**The records**

━━━━

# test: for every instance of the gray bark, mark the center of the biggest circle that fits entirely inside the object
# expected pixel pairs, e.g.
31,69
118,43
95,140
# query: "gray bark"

━━━━

**Task objective**
From the first line to the last, transcribe the records exactly.

**Result of the exercise**
# test: for every instance of the gray bark, mark the center of the biggest circle that fits entirely inside the object
# expected pixel pairs, e.g.
31,69
118,43
95,140
# query: "gray bark"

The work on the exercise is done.